Dua Rabbani, 26, was at home with her children when a vaccination team arrived in the area, on the outskirts of Karachi two weeks ago. Her husband, Israr Ahmed, was at work but had left strict instructions that the children were not to receive the vaccine.

“He had often fought with me about vaccinations. He said they were suspicious and damaged children’s health,” Ms Rabbani said.

Rumours have spread like wildfire across Pakistan in recent weeks, fuelled by a series of lurid videos posted on social media claiming that scores of children who had taken polio drops during a recent vaccination drive had fallen ill soon afterwards and died. Health clinics were set on fire and thousands of families have refused to let their children be vaccinated as a result, frustrating a government push to declare Pakistan polio free.

Ms Rabbani had not been swayed by the panic and, unknown to her husband, she had already had their four-year-old son, Arham, and their nine-month-old daughter vaccinated at her parents’ house against other diseases. When the polio team knocked at her door, she immediately ushered them inside.

“My main concern is the health of my children. My daughter is getting weaker and I could not skip the polio vaccination drops out of fear of my husband,” she said. This time, though, she could not conceal her deception: the polio team marked the children’s fingers with indelible ink.

REQUIRED ACTION 1:
Answer these about the article on polio vaccination in Pakistan:
(a) Where was Dua Rabbani's home?
(b) What was set on fire as the rumors spread?
(c) How did the polio team mark the children?
REQUIRED ACTION 2:
Pick up the article on polio vaccination in Pakistan after its final sentence, the one about the ink on the children's fingers, and write what comes next.

THE DATA:
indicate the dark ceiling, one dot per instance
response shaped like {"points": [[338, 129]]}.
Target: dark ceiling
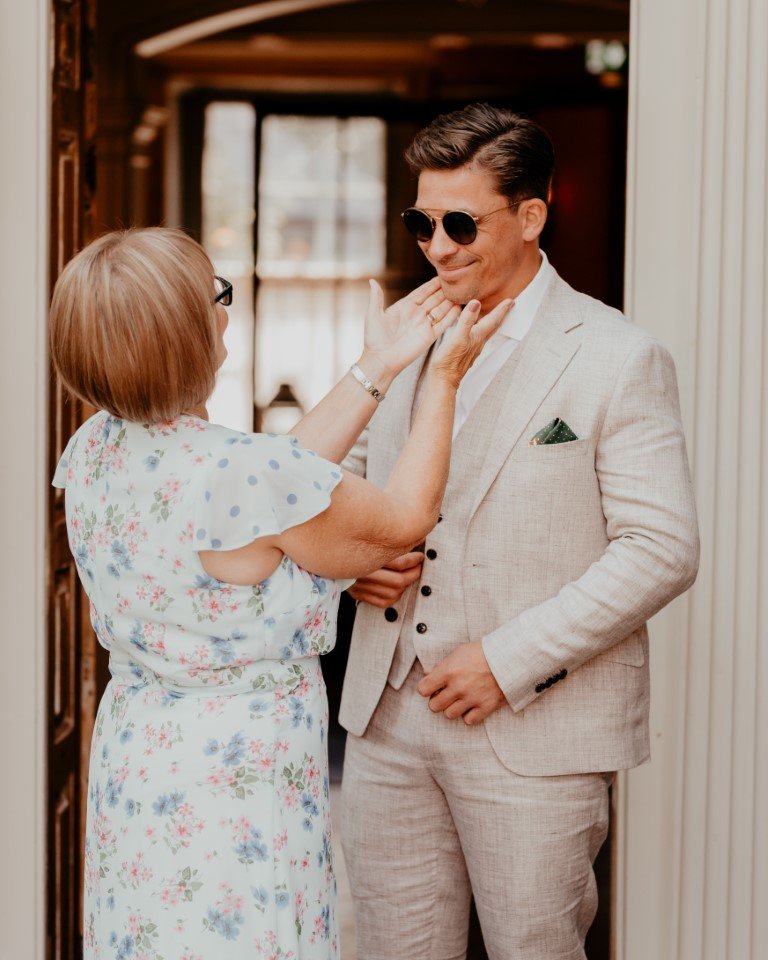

EXPECTED OUTPUT 1:
(a) On the outskirts of Karachi.
(b) Health clinics.
(c) It marked their fingers with indelible ink.

EXPECTED OUTPUT 2:
When Mr Ahmed came home and realised what had happened he flew into a rage and divorced her on the spot, Ms Rabbani said, using the “triple talaq” practice that grants a Muslim man instant divorce by saying the word “talaq” — divorce in Arabic — three times. Ms Rabbani and her children were thrown out of the house.

Pakistan is one of only three countries where polio has not been wiped out, along with Afghanistan and Nigeria. Despite a vaccination drive that has reached almost 40 million children this year, there have been at least 37 confirmed polio cases, almost triple the number recorded last year.

Facebook, Twitter and YouTube have pulled down at least 200 videos falsely claiming that hundreds of children died after vaccinations. However, Islamist militants are still attacking vaccination teams, believing them to be a conspiracy to sterilise Muslim children or a cover for western spy agencies. The Pakistani vaccination drive was halted for several days after a health worker and two police officers guarding her were shot and killed in May.

Now living at her mother’s house, Ms Rabbani said that Mr Ahmed was “pleading to come back, but our relationship is over, according to Islam. I support the vaccination campaign against this crippling disease. It is vital for the children. I will not take any risks with my children’s health.”

This entry was posted on Friday, July 5th, 2019 at 11:10 am and is filed under Latest News.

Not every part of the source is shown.